## Objective
Copy out the entries below word for word, starting at the line containing "Check that each instance of the forested" and continuing through the last line of the entries.

## Input records
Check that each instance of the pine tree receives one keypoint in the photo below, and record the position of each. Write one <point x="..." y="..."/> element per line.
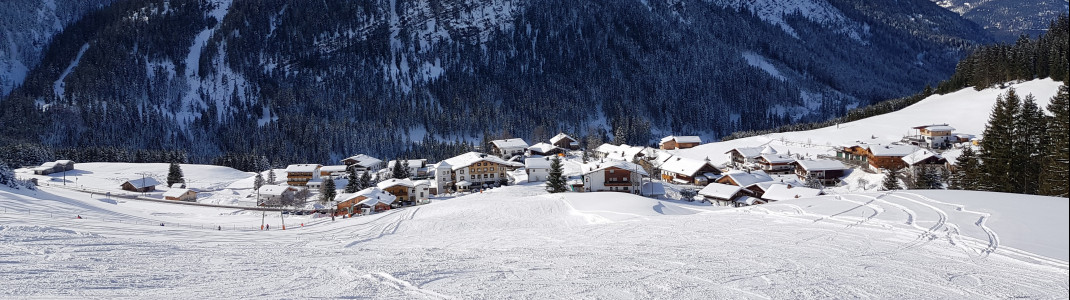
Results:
<point x="1056" y="160"/>
<point x="327" y="191"/>
<point x="174" y="175"/>
<point x="555" y="182"/>
<point x="966" y="175"/>
<point x="891" y="179"/>
<point x="998" y="145"/>
<point x="354" y="182"/>
<point x="258" y="181"/>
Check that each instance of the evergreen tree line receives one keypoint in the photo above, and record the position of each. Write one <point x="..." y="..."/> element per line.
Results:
<point x="1023" y="150"/>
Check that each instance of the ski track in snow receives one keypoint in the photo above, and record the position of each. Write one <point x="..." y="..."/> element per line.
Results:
<point x="519" y="242"/>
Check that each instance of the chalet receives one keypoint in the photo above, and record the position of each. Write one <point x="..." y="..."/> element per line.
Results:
<point x="367" y="200"/>
<point x="935" y="136"/>
<point x="471" y="169"/>
<point x="143" y="184"/>
<point x="417" y="168"/>
<point x="362" y="162"/>
<point x="923" y="158"/>
<point x="683" y="170"/>
<point x="545" y="150"/>
<point x="406" y="191"/>
<point x="275" y="195"/>
<point x="537" y="168"/>
<point x="825" y="171"/>
<point x="888" y="155"/>
<point x="180" y="195"/>
<point x="334" y="171"/>
<point x="785" y="192"/>
<point x="508" y="148"/>
<point x="672" y="141"/>
<point x="738" y="158"/>
<point x="744" y="179"/>
<point x="301" y="175"/>
<point x="564" y="141"/>
<point x="728" y="195"/>
<point x="613" y="176"/>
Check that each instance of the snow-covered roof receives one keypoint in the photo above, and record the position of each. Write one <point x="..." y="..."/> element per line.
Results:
<point x="891" y="150"/>
<point x="941" y="128"/>
<point x="919" y="155"/>
<point x="684" y="165"/>
<point x="561" y="136"/>
<point x="748" y="152"/>
<point x="745" y="179"/>
<point x="334" y="168"/>
<point x="598" y="166"/>
<point x="394" y="182"/>
<point x="273" y="190"/>
<point x="365" y="160"/>
<point x="682" y="138"/>
<point x="303" y="168"/>
<point x="777" y="159"/>
<point x="510" y="144"/>
<point x="784" y="192"/>
<point x="142" y="182"/>
<point x="467" y="160"/>
<point x="821" y="165"/>
<point x="719" y="191"/>
<point x="537" y="163"/>
<point x="376" y="196"/>
<point x="176" y="193"/>
<point x="543" y="147"/>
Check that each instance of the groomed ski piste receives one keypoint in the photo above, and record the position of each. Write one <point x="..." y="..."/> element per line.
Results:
<point x="521" y="242"/>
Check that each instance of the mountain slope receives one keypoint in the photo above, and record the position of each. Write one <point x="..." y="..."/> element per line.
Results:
<point x="345" y="77"/>
<point x="1009" y="18"/>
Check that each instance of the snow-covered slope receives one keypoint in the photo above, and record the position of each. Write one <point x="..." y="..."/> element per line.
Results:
<point x="966" y="110"/>
<point x="520" y="242"/>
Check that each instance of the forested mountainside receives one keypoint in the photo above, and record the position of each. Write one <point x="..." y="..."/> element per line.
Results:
<point x="26" y="29"/>
<point x="323" y="79"/>
<point x="1007" y="19"/>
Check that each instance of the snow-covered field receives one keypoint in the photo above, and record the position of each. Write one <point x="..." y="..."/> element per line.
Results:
<point x="520" y="242"/>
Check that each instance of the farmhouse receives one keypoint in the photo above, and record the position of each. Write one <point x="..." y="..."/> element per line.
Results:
<point x="143" y="184"/>
<point x="537" y="168"/>
<point x="824" y="170"/>
<point x="508" y="148"/>
<point x="739" y="158"/>
<point x="362" y="162"/>
<point x="180" y="195"/>
<point x="685" y="170"/>
<point x="545" y="150"/>
<point x="613" y="176"/>
<point x="564" y="141"/>
<point x="471" y="169"/>
<point x="301" y="175"/>
<point x="673" y="141"/>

## Result
Check that each instance of the forested mountainside receives one keypoint in the photo above, and record the position of each. Write one <point x="..." y="..."/> element per line.
Results:
<point x="26" y="29"/>
<point x="323" y="79"/>
<point x="1007" y="19"/>
Check that each instance of the snow-covered field receives one keypoint in the photo above, and record the position of each. Write one <point x="..." y="..."/> element per line.
Results:
<point x="520" y="242"/>
Check that each instance of the farmhouse receives one keypoint in the photo above, and record the position of each. Write one <point x="..." y="..."/> element per line.
Results:
<point x="143" y="184"/>
<point x="537" y="168"/>
<point x="824" y="170"/>
<point x="508" y="148"/>
<point x="739" y="158"/>
<point x="362" y="162"/>
<point x="180" y="195"/>
<point x="685" y="170"/>
<point x="545" y="150"/>
<point x="613" y="176"/>
<point x="564" y="141"/>
<point x="471" y="169"/>
<point x="301" y="175"/>
<point x="673" y="141"/>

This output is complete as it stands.